-- BEGIN Records for the exercise --
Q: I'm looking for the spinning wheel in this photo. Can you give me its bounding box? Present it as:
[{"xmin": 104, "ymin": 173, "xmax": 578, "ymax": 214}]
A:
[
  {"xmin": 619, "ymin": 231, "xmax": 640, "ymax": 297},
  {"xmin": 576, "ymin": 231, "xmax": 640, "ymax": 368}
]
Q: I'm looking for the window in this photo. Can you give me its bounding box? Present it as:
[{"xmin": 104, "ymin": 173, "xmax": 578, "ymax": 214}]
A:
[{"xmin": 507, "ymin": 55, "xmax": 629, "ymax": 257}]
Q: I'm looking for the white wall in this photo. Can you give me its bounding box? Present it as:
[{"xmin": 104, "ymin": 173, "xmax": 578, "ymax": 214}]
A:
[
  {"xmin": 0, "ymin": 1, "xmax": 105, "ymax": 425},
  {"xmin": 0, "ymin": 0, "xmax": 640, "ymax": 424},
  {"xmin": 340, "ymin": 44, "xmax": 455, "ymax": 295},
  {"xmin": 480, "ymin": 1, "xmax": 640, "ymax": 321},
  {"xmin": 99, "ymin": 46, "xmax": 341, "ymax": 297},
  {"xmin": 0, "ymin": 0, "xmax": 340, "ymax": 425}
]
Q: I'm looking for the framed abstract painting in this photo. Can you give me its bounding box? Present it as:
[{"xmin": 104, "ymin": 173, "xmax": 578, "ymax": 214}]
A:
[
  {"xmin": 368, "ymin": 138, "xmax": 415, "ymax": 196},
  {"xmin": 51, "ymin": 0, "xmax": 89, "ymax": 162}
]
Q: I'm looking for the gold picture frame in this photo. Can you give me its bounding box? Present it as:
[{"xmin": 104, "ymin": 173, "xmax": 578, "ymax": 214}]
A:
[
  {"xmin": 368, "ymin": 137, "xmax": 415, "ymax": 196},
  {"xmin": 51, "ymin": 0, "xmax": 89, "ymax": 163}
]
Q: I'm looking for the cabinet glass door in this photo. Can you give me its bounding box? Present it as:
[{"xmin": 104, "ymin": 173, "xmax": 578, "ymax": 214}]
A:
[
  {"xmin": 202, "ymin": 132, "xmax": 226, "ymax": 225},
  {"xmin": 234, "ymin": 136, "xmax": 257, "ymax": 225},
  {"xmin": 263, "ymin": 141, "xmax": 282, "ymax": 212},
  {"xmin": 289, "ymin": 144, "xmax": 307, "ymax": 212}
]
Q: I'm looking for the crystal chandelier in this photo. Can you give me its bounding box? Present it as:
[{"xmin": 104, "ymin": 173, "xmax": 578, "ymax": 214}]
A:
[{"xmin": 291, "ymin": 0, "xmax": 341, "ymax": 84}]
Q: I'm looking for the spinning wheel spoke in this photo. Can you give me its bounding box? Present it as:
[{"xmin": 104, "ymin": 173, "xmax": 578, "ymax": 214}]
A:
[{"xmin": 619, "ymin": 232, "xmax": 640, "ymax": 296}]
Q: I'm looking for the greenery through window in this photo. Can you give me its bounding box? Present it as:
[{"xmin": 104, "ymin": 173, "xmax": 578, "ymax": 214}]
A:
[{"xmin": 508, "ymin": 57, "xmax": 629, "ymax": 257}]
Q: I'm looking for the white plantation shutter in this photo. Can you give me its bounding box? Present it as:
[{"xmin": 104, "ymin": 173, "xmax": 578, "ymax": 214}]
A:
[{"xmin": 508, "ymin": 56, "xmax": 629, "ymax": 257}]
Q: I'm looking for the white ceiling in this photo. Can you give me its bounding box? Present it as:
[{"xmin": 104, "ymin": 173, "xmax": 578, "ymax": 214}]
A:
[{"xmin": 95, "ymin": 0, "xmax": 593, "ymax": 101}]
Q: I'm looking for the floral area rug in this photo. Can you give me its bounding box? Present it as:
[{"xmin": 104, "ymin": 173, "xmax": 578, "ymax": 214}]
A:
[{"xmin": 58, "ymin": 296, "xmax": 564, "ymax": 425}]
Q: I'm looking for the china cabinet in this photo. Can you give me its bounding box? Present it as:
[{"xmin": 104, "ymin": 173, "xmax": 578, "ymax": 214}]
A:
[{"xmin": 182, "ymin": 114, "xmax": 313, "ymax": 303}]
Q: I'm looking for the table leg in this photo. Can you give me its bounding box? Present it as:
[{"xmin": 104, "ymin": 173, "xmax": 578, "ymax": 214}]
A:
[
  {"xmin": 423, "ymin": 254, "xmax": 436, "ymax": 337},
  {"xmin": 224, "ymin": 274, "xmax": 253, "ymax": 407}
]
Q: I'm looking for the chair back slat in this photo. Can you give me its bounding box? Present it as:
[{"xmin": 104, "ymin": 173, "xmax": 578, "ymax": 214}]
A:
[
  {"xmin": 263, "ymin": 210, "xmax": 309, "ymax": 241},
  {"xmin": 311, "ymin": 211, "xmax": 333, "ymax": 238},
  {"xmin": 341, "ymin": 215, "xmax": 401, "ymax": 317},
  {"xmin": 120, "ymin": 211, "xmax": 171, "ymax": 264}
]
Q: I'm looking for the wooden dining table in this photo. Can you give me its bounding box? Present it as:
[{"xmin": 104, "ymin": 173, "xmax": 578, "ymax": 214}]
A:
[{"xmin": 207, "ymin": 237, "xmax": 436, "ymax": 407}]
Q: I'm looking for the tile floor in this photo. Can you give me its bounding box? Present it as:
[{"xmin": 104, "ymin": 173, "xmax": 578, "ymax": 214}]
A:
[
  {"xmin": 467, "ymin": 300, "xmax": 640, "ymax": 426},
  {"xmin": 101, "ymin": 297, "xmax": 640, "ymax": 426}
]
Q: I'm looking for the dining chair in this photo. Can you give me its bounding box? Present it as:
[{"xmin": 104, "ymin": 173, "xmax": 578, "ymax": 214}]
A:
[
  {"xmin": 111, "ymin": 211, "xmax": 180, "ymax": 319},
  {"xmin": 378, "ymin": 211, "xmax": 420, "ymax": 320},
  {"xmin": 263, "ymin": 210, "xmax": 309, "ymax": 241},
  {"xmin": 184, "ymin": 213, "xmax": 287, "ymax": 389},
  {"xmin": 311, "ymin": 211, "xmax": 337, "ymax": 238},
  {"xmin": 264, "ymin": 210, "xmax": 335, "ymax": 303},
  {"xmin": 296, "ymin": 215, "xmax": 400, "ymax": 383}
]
-- END Records for the exercise --
-- BEGIN Records for the exercise --
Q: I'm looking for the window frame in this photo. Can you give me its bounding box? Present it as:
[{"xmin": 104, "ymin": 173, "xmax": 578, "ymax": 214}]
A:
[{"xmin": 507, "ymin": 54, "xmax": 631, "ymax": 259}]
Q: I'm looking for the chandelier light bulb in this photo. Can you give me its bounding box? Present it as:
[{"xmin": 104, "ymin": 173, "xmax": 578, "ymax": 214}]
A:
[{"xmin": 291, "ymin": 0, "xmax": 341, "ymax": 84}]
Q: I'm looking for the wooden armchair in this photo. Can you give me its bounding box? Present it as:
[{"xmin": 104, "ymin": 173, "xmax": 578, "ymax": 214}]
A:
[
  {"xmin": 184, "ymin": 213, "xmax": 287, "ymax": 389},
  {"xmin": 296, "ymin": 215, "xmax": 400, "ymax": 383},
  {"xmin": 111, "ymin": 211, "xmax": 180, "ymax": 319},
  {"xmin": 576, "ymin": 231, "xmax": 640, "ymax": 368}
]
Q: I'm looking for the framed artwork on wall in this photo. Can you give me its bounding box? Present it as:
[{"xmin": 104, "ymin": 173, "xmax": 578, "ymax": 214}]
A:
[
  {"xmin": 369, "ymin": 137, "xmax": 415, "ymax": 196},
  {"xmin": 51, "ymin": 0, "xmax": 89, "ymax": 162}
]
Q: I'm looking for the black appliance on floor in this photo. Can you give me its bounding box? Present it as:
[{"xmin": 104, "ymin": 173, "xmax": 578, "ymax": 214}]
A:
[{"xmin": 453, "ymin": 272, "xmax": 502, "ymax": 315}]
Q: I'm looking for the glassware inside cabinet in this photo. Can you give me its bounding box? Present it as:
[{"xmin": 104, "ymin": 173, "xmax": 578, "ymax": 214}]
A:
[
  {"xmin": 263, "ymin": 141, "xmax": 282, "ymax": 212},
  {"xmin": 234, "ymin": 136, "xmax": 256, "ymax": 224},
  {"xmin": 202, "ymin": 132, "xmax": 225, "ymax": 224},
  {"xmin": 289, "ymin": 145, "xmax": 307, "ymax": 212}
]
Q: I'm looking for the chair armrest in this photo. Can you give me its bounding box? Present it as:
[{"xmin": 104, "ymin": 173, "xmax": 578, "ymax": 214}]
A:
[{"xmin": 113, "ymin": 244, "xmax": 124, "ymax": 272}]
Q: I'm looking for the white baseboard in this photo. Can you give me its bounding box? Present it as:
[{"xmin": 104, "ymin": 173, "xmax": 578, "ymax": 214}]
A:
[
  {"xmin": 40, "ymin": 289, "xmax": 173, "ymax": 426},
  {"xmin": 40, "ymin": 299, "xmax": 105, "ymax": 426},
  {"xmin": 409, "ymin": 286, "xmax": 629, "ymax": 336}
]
-- END Records for the exercise --
-- BEGIN Records for the exercise --
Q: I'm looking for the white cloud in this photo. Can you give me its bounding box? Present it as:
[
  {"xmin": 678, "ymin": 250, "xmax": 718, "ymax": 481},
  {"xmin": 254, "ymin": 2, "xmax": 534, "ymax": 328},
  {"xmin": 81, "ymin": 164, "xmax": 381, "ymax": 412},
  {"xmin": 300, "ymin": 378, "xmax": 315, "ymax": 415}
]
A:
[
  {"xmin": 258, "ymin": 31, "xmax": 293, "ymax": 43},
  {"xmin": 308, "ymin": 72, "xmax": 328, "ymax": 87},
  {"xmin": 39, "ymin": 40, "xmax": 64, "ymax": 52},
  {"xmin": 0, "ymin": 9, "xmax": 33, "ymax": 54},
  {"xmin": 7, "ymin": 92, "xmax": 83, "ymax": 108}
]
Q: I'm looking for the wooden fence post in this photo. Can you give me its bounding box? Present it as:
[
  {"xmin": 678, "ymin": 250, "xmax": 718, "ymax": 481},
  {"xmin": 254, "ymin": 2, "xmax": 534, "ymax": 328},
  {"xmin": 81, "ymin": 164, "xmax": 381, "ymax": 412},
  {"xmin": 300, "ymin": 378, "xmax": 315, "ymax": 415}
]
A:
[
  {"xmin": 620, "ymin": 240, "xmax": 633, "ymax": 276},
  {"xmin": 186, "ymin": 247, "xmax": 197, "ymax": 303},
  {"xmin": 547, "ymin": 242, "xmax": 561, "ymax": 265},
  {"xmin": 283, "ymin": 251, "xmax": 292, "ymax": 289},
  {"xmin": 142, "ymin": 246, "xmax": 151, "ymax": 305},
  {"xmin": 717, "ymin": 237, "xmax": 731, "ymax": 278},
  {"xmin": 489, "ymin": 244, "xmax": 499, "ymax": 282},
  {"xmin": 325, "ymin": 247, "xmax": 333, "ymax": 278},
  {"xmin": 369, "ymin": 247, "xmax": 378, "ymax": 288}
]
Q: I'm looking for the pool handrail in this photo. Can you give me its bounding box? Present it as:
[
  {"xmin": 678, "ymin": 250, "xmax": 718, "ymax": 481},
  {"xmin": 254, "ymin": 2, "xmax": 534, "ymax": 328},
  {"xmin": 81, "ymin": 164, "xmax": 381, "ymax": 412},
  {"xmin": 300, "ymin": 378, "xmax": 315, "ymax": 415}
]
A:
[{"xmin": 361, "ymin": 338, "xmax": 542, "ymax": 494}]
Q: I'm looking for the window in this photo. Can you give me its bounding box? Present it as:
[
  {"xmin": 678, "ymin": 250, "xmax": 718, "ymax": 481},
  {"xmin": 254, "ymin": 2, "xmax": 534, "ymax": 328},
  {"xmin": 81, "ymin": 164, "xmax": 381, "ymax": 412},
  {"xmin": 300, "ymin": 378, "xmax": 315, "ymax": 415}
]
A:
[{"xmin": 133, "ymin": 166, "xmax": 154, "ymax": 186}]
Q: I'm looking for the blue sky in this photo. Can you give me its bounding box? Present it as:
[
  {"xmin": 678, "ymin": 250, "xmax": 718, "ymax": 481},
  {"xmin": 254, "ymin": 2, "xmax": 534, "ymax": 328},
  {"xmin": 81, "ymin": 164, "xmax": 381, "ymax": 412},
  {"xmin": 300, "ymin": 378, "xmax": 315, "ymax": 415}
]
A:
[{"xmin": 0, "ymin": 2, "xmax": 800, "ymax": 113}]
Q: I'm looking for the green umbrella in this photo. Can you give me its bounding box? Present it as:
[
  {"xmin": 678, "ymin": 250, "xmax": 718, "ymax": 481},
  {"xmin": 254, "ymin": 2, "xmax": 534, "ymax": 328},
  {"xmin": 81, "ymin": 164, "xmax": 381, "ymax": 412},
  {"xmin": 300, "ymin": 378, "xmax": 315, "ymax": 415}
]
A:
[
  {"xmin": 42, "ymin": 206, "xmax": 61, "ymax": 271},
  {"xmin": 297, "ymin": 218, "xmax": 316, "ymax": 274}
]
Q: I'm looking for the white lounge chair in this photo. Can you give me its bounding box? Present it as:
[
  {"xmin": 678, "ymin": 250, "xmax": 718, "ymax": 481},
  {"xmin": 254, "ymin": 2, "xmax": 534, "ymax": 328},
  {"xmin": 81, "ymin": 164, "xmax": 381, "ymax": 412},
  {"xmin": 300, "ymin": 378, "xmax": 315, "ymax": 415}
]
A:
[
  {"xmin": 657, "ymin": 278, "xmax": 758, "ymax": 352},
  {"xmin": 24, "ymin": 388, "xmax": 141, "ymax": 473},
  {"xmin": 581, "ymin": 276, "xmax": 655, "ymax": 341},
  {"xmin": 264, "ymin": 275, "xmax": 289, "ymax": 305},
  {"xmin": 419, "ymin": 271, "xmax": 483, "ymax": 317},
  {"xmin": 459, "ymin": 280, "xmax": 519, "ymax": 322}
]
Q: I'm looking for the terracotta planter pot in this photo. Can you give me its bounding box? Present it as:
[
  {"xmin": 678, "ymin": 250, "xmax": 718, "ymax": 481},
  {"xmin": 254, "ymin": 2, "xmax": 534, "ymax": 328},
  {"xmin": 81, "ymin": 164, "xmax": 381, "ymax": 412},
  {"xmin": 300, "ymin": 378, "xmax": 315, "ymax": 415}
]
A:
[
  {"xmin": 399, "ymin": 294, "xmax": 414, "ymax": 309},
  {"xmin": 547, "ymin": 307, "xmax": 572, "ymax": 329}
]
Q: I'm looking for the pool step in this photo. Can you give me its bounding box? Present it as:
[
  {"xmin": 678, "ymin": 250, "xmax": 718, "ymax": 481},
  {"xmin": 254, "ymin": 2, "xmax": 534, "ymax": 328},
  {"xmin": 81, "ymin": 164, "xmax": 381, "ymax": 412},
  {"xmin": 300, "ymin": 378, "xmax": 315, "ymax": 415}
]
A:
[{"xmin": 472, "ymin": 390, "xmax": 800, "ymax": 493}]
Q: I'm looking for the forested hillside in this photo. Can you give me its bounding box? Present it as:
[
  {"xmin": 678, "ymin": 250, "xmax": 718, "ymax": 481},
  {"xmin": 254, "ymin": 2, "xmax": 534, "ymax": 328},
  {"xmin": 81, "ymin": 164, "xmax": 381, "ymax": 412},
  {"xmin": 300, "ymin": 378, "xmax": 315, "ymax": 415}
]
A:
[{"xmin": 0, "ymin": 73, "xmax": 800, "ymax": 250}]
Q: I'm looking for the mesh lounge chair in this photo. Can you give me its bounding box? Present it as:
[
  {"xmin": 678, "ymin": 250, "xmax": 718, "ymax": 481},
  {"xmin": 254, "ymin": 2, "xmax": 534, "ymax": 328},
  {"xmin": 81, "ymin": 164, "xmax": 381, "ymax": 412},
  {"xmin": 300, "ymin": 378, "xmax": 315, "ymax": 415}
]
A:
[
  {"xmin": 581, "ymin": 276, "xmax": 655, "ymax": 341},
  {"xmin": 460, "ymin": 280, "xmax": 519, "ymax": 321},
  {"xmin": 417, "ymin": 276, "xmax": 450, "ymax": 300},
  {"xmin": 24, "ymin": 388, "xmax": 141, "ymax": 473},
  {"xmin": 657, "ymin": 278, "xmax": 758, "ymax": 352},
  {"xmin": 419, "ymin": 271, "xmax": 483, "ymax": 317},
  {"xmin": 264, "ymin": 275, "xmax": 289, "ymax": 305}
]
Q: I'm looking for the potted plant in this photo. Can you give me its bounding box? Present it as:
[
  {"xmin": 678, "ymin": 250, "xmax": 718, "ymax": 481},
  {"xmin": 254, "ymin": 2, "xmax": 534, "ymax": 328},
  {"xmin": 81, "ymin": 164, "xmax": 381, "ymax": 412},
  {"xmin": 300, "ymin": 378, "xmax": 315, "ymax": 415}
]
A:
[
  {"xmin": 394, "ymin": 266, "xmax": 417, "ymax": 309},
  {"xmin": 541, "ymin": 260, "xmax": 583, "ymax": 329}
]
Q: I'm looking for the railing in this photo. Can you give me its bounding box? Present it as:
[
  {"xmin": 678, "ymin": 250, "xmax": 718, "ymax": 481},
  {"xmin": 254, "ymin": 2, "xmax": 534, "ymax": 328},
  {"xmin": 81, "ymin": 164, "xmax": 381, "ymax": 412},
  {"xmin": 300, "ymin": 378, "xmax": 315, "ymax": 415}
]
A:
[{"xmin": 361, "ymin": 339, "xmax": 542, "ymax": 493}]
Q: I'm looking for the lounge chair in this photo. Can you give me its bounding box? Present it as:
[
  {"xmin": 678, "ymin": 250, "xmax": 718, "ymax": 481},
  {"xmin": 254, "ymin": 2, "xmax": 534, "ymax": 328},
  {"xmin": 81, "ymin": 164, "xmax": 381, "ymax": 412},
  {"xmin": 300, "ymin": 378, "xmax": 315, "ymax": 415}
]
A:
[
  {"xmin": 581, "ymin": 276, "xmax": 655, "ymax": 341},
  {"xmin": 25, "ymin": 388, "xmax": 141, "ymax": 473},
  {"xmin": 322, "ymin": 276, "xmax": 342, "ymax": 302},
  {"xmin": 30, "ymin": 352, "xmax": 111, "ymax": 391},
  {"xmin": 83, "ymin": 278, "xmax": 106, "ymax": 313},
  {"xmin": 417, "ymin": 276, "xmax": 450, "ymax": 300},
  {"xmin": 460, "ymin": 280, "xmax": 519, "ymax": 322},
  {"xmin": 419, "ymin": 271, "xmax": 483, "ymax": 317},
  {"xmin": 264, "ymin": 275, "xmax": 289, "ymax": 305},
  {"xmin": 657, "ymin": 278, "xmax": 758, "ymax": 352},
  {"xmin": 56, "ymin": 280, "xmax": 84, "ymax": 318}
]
-- END Records for the exercise --
[Given request]:
Can you pick out every line of the data above that contains the word "wheel" and copy each one?

[Task solution]:
Q: I'm looking for the spinning wheel in this photo. Can you give me its bounding box? Present it as:
Q: I'm looking for the spinning wheel spoke in this photo. Can you give me its bounding box? Present it as:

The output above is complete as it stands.